**What the task asks:** Extract every line of the material below and reproduce each one unchanged, in the same order.

**Record set:**
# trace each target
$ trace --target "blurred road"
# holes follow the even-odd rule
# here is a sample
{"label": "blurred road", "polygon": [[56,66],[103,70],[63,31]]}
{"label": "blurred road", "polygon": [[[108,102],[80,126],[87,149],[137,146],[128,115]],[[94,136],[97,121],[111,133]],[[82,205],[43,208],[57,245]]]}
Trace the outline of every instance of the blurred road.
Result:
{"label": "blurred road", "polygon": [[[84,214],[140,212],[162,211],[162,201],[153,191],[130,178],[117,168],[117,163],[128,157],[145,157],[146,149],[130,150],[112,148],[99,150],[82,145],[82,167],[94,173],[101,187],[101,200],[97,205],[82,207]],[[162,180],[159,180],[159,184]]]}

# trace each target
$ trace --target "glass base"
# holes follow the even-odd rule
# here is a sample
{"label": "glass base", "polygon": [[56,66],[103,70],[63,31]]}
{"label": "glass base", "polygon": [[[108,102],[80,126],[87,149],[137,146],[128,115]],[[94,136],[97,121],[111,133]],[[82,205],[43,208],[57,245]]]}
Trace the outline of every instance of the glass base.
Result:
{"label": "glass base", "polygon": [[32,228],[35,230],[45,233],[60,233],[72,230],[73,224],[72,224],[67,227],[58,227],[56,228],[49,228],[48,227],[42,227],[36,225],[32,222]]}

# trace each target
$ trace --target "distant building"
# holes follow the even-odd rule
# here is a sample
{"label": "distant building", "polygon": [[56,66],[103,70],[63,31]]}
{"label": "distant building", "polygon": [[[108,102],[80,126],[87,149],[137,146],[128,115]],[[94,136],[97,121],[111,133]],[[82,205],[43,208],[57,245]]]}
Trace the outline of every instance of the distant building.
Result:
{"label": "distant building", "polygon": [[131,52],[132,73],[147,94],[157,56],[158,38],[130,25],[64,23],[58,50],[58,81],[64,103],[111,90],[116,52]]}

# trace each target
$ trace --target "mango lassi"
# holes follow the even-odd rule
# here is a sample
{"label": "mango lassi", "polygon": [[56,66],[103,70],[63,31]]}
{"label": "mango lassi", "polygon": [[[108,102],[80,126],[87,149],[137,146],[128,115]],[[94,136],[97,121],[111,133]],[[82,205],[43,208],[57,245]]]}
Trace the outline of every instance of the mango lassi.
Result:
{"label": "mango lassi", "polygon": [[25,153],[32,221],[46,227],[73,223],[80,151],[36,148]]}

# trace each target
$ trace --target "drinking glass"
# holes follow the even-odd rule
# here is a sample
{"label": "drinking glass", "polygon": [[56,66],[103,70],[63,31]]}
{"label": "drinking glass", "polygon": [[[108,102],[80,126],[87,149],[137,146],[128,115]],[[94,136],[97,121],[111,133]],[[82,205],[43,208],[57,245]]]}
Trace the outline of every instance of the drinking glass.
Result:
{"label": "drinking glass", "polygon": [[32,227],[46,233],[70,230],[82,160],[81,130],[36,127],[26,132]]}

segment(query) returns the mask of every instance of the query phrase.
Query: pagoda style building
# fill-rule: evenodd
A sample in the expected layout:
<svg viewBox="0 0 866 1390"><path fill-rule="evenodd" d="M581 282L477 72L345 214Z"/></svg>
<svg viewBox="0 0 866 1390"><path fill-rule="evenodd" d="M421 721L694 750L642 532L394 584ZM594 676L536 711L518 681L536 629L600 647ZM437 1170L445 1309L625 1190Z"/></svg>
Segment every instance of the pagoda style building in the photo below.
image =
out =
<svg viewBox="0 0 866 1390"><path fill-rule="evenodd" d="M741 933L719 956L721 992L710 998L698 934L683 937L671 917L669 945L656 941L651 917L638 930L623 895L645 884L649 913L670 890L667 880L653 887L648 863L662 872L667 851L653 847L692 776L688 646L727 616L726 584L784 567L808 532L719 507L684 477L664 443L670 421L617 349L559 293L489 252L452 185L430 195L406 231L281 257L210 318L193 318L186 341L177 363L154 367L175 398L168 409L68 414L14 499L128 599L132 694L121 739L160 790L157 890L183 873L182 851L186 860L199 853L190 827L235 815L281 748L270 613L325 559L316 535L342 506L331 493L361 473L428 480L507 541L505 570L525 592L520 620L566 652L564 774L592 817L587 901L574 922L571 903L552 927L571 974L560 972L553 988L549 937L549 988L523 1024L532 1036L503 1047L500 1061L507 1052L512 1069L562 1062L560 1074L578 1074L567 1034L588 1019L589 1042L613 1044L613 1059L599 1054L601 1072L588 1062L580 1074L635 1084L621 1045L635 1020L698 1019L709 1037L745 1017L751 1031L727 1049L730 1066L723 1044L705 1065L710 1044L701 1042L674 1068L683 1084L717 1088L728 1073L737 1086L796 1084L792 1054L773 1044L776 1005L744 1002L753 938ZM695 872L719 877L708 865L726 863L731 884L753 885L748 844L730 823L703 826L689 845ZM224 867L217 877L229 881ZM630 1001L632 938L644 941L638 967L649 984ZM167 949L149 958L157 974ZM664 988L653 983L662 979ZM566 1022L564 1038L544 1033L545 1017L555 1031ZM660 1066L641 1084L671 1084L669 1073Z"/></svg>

**Response to the exercise:**
# trace each target
$ trace --target "blurred road"
# holes follow the even-odd rule
# here is a sample
{"label": "blurred road", "polygon": [[56,66],[103,70],[63,31]]}
{"label": "blurred road", "polygon": [[[108,102],[80,126],[87,149],[137,146],[128,115]],[[94,136],[97,121],[111,133]],[[82,205],[43,208],[57,245]]]}
Trace the outline of every instance of the blurred road.
Result:
{"label": "blurred road", "polygon": [[[84,214],[140,212],[162,211],[162,201],[153,191],[130,178],[117,168],[117,163],[128,157],[145,157],[146,149],[130,150],[112,148],[99,150],[82,145],[82,167],[94,173],[101,187],[101,200],[97,205],[82,207]],[[162,180],[159,180],[159,184]]]}

# trace each target
$ trace --target "glass base"
# holes follow the even-odd rule
# here is a sample
{"label": "glass base", "polygon": [[56,66],[103,70],[63,31]]}
{"label": "glass base", "polygon": [[[108,102],[80,126],[87,149],[137,146],[128,115]],[[94,136],[97,121],[111,133]],[[82,205],[43,208],[57,245]]]}
Trace the outline of every instance of the glass base.
Result:
{"label": "glass base", "polygon": [[32,228],[35,230],[45,233],[60,233],[72,230],[73,224],[72,224],[67,227],[58,227],[56,228],[49,228],[48,227],[42,227],[36,225],[32,222]]}

# trace each target
$ trace --target "distant building"
# holes follow the even-odd rule
# here is a sample
{"label": "distant building", "polygon": [[56,66],[103,70],[63,31]]}
{"label": "distant building", "polygon": [[[108,102],[80,126],[87,149],[137,146],[128,115]],[[94,136],[97,121],[111,133]],[[82,205],[43,208],[57,245]]]}
Trace the outline of every instance of the distant building.
Result:
{"label": "distant building", "polygon": [[131,52],[132,73],[147,94],[157,56],[158,38],[130,25],[64,23],[58,50],[58,81],[64,103],[111,90],[116,52]]}

# trace each target
$ trace --target "mango lassi"
# holes follow the even-odd rule
# here is a sample
{"label": "mango lassi", "polygon": [[56,66],[103,70],[63,31]]}
{"label": "mango lassi", "polygon": [[[108,102],[80,126],[87,149],[137,146],[128,115]],[[94,136],[97,121],[111,133]],[[82,205],[43,208],[57,245]]]}
Trace the outline of every instance of the mango lassi.
Result:
{"label": "mango lassi", "polygon": [[25,153],[32,221],[46,227],[73,223],[80,151],[36,148]]}

# trace each target
$ trace --target "drinking glass"
# holes follow the even-odd rule
# here is a sample
{"label": "drinking glass", "polygon": [[56,66],[103,70],[63,31]]}
{"label": "drinking glass", "polygon": [[[108,102],[80,126],[87,149],[137,146],[128,115]],[[94,136],[97,121],[111,133]],[[82,205],[43,208],[57,245]]]}
Trace the outline of every instance of the drinking glass.
Result:
{"label": "drinking glass", "polygon": [[32,227],[46,233],[70,230],[82,160],[81,130],[36,127],[26,132]]}

segment(query) returns the mask of every instance of the query phrase.
Query: pagoda style building
# fill-rule: evenodd
A sample in the expected layout:
<svg viewBox="0 0 866 1390"><path fill-rule="evenodd" d="M581 282L477 72L345 214Z"/></svg>
<svg viewBox="0 0 866 1390"><path fill-rule="evenodd" d="M421 721L694 750L642 532L394 584ZM594 676L536 711L518 681L536 629L600 647ZM437 1170L445 1309L625 1190Z"/></svg>
Segment every instance of the pagoda style building in the photo below.
image =
out =
<svg viewBox="0 0 866 1390"><path fill-rule="evenodd" d="M741 933L719 956L721 992L710 998L698 934L683 937L671 917L669 945L656 941L651 917L638 930L623 895L645 884L649 913L670 890L667 880L653 887L648 863L662 872L667 851L653 847L692 776L688 646L727 616L726 584L784 567L808 532L719 507L684 477L664 443L670 421L617 349L559 293L489 252L452 185L430 195L406 231L281 257L210 318L193 318L186 341L177 363L154 367L175 398L168 409L68 414L14 499L128 599L132 694L121 739L160 790L157 890L183 873L182 851L186 860L199 853L190 827L235 815L281 748L270 613L325 559L316 535L342 506L331 493L361 473L428 480L507 541L505 570L525 592L520 620L566 652L564 774L592 817L587 901L574 922L571 903L552 927L571 974L560 972L553 988L549 937L549 988L523 1024L532 1036L503 1047L500 1061L507 1052L512 1069L562 1062L560 1074L578 1074L567 1034L588 1019L589 1042L613 1044L613 1059L599 1054L601 1072L588 1062L580 1074L635 1084L621 1045L635 1020L698 1019L709 1037L745 1017L751 1031L727 1049L730 1066L723 1044L705 1065L710 1044L701 1042L674 1068L683 1084L717 1088L728 1073L737 1086L796 1084L792 1054L773 1044L776 1005L744 1002L753 938ZM695 872L719 877L708 865L726 863L731 884L753 885L748 844L730 823L703 826L689 845ZM224 867L217 877L229 881ZM630 1001L632 938L644 941L638 967L649 984ZM167 949L149 958L157 974ZM664 988L653 983L662 979ZM566 1022L564 1038L544 1033L545 1017L555 1031ZM660 1066L641 1084L671 1084L669 1073Z"/></svg>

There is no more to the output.